Provided records section start

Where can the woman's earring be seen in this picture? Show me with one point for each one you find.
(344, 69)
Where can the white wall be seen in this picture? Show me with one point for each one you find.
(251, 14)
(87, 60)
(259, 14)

Provided records section end

▶ _Task details_
An exact copy of all the records above is needed.

▶ _Answer for the task_
Where can the woman's earring be seen in this picture? Show me with one point for each one you find.
(344, 69)
Where can the white wall be seen in this picture? Show me with one point for each one you find.
(251, 14)
(87, 60)
(259, 14)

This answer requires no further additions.